### Exercise objective
All lines from the entries below that contain the string "integer" should be copied out.
** Opening Records provided block **
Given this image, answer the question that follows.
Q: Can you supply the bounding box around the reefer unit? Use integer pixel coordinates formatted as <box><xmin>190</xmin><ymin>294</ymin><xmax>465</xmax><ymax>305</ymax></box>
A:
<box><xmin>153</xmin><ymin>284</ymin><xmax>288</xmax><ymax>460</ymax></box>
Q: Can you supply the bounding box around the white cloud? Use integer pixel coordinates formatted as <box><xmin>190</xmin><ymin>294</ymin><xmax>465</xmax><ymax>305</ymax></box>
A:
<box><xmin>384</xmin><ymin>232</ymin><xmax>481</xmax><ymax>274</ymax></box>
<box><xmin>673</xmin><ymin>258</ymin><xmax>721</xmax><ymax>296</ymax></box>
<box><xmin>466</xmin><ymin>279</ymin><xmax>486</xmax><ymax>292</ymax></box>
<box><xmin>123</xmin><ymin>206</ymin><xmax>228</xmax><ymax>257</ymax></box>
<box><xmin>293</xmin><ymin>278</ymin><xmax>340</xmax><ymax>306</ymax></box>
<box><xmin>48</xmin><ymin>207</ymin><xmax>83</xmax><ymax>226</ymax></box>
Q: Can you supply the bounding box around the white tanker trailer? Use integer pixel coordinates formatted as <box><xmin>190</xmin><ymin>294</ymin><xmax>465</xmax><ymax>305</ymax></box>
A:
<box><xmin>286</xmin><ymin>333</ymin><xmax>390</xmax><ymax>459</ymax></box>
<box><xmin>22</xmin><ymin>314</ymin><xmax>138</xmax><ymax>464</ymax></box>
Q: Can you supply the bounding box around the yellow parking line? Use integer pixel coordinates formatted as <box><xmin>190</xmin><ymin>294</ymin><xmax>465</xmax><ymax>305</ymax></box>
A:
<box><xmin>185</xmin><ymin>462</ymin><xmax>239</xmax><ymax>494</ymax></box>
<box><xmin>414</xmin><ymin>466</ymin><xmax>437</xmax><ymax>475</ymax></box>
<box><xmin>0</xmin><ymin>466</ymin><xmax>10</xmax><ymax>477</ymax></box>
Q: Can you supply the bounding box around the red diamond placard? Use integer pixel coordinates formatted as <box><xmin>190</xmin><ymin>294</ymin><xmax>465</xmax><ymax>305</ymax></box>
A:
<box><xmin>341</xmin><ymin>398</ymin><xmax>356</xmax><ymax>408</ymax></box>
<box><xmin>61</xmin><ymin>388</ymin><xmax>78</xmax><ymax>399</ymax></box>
** Closing Records provided block **
### Output for this exercise
Q: Can you supply the bounding box around the reefer unit? Use integer pixel coordinates formatted as <box><xmin>190</xmin><ymin>294</ymin><xmax>465</xmax><ymax>305</ymax></box>
Q: Can you supply the bounding box around the white cloud? Use integer pixel coordinates formatted as <box><xmin>190</xmin><ymin>294</ymin><xmax>465</xmax><ymax>305</ymax></box>
Q: Can you supply the bounding box around the white tanker trailer? Use integer pixel coordinates formatted as <box><xmin>190</xmin><ymin>294</ymin><xmax>465</xmax><ymax>305</ymax></box>
Q: Can you supply the bounding box around the yellow parking line? Use integer pixel coordinates formatted as <box><xmin>190</xmin><ymin>294</ymin><xmax>465</xmax><ymax>305</ymax></box>
Q: Can you supply the bounding box around the red diamond placard? Use integer pixel coordinates formatted as <box><xmin>190</xmin><ymin>294</ymin><xmax>465</xmax><ymax>305</ymax></box>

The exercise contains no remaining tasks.